Document
Skip to main content

No project description provided

Project description

nshsnap

nshsnap is a Python library for creating and managing snapshots of Python projects and environments. It's particularly useful for scenarios where you need to preserve the exact state of your code and dependencies, such as when running machine learning training jobs on cluster systems like SLURM.

Motivation

When running long-running jobs or experiments, especially in distributed environments, it's critical to maintain consistency in your codebase. Small changes in your project files can lead to crashes or inconsistent results in ongoing runs. nshsnap addresses this issue by allowing you to take a full snapshot of your main development package, preserving the code state at that moment.

Task to complete
Reproduce word for word the part of the nshsnap description above, starting with "When running long-running" and going on through "at that moment.".

Supplied entries
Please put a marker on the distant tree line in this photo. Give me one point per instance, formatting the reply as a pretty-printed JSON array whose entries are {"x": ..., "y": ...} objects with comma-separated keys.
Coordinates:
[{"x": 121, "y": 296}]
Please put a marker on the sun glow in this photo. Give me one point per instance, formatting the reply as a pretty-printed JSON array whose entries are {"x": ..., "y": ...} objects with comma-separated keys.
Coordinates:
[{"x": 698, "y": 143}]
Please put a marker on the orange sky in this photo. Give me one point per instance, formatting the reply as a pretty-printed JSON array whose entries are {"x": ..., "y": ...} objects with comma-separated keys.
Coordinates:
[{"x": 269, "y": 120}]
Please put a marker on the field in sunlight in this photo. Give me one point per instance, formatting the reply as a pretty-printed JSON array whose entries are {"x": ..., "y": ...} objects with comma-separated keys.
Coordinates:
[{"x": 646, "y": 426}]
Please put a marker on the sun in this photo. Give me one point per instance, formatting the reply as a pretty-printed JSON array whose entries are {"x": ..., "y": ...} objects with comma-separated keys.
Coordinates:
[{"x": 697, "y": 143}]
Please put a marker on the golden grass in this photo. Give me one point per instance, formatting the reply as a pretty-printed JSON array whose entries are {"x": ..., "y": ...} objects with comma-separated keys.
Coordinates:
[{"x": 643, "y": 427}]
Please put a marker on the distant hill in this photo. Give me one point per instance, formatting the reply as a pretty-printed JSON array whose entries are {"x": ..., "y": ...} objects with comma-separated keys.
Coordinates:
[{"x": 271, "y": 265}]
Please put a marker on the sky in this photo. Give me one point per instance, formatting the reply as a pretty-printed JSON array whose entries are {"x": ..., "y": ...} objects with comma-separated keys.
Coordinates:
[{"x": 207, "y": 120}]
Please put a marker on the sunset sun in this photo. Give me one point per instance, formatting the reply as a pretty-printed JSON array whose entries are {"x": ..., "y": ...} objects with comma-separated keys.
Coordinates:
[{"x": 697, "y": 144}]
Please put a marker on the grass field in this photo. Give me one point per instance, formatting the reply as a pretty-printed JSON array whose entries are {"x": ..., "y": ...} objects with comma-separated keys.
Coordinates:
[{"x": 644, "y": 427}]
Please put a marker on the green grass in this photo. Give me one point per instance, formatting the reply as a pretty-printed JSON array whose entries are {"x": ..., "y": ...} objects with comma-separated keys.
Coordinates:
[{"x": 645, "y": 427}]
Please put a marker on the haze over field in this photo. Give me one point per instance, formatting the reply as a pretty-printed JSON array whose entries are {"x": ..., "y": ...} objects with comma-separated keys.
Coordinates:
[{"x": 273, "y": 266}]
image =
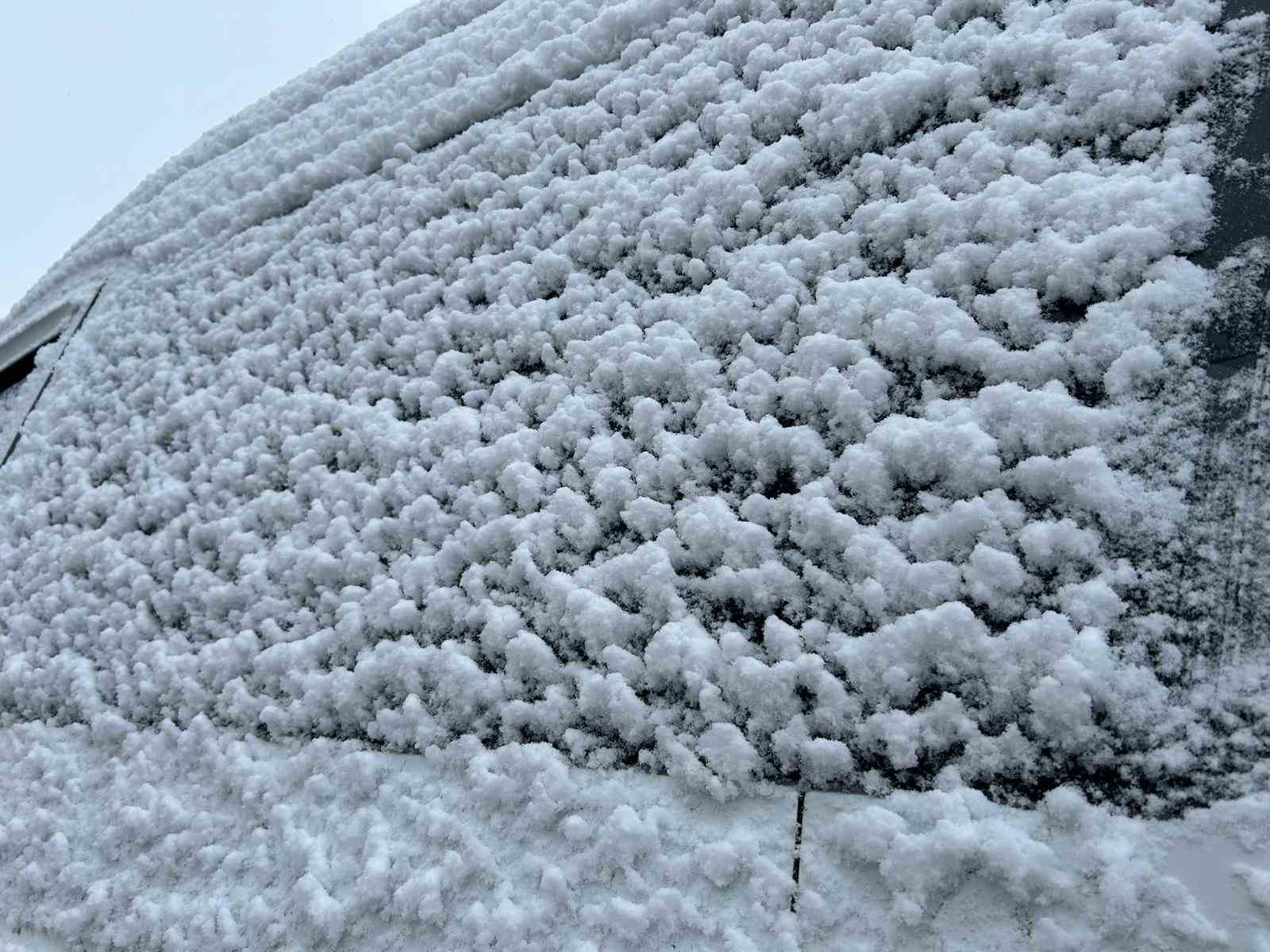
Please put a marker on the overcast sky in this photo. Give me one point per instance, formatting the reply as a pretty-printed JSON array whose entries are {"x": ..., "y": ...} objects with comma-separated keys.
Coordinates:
[{"x": 97, "y": 94}]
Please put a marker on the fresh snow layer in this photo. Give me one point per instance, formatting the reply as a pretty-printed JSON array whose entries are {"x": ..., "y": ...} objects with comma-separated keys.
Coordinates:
[
  {"x": 743, "y": 391},
  {"x": 182, "y": 839}
]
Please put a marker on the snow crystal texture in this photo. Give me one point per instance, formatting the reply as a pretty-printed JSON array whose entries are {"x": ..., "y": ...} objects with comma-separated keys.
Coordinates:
[{"x": 745, "y": 391}]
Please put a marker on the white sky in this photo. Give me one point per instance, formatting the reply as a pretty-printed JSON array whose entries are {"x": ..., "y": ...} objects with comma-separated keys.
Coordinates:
[{"x": 97, "y": 94}]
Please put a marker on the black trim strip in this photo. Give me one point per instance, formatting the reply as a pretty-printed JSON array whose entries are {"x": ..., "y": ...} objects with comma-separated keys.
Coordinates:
[{"x": 70, "y": 332}]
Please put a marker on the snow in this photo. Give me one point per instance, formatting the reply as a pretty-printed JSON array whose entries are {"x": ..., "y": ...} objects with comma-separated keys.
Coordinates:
[
  {"x": 628, "y": 412},
  {"x": 194, "y": 839}
]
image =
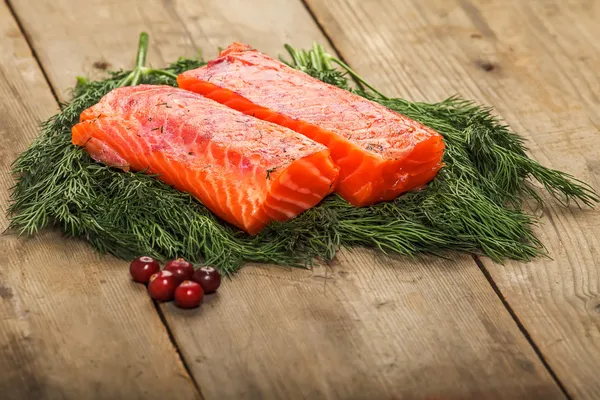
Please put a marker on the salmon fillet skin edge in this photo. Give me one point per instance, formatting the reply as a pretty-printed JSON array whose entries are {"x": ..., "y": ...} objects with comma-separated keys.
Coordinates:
[
  {"x": 245, "y": 170},
  {"x": 380, "y": 153}
]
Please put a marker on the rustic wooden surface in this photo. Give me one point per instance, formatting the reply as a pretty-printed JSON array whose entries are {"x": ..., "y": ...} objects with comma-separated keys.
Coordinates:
[
  {"x": 537, "y": 63},
  {"x": 365, "y": 326},
  {"x": 72, "y": 325}
]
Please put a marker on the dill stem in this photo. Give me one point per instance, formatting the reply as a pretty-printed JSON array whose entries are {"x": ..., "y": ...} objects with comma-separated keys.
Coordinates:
[
  {"x": 355, "y": 75},
  {"x": 140, "y": 60}
]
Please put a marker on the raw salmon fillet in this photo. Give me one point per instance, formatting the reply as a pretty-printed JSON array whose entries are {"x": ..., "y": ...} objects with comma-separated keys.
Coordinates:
[
  {"x": 381, "y": 153},
  {"x": 245, "y": 170}
]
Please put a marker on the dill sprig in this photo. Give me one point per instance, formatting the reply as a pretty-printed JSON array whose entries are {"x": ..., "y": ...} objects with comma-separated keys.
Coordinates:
[{"x": 474, "y": 205}]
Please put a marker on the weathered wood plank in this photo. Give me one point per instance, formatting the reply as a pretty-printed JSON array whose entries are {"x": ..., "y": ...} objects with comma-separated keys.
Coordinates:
[
  {"x": 365, "y": 326},
  {"x": 72, "y": 325},
  {"x": 537, "y": 63}
]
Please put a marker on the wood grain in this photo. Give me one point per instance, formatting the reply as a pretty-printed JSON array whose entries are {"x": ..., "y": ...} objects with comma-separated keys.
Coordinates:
[
  {"x": 72, "y": 325},
  {"x": 365, "y": 326},
  {"x": 536, "y": 62}
]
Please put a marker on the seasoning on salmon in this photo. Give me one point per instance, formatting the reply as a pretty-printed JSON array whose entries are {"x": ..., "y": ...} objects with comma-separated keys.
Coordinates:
[
  {"x": 381, "y": 153},
  {"x": 246, "y": 171}
]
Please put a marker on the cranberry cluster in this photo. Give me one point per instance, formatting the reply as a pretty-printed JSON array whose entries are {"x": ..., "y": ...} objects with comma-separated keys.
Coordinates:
[{"x": 178, "y": 280}]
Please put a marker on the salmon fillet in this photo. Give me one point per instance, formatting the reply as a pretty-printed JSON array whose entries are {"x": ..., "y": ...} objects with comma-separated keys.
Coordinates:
[
  {"x": 246, "y": 171},
  {"x": 381, "y": 153}
]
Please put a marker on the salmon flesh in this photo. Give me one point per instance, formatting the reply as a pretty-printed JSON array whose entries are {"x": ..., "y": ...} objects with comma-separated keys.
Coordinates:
[
  {"x": 245, "y": 170},
  {"x": 380, "y": 153}
]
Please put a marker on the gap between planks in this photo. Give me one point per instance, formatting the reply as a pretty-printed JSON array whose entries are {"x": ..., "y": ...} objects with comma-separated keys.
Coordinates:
[
  {"x": 54, "y": 94},
  {"x": 32, "y": 48},
  {"x": 476, "y": 258}
]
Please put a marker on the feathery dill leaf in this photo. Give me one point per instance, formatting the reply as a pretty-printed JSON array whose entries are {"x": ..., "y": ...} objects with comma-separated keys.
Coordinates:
[{"x": 474, "y": 204}]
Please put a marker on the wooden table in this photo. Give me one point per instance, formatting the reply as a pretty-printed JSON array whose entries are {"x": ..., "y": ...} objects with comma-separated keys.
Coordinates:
[{"x": 73, "y": 326}]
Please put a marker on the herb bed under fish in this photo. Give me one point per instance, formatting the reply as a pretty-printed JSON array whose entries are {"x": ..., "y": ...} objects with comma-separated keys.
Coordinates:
[{"x": 474, "y": 205}]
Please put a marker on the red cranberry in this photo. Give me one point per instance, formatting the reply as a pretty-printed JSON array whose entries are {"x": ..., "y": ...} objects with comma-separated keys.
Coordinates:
[
  {"x": 189, "y": 294},
  {"x": 162, "y": 286},
  {"x": 142, "y": 268},
  {"x": 183, "y": 270},
  {"x": 209, "y": 278}
]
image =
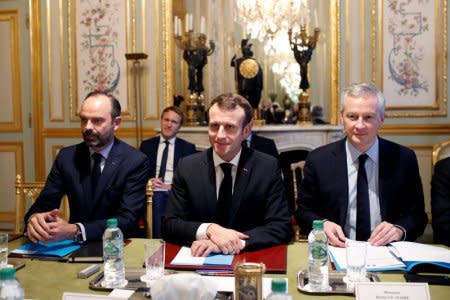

The completed task
When running long-running jobs or experiments, especially in distributed environments, it's critical to maintain consistency in your codebase. Small changes in your project files can lead to crashes or inconsistent results in ongoing runs. nshsnap addresses this issue by allowing you to take a full snapshot of your main development package, preserving the code state at that moment.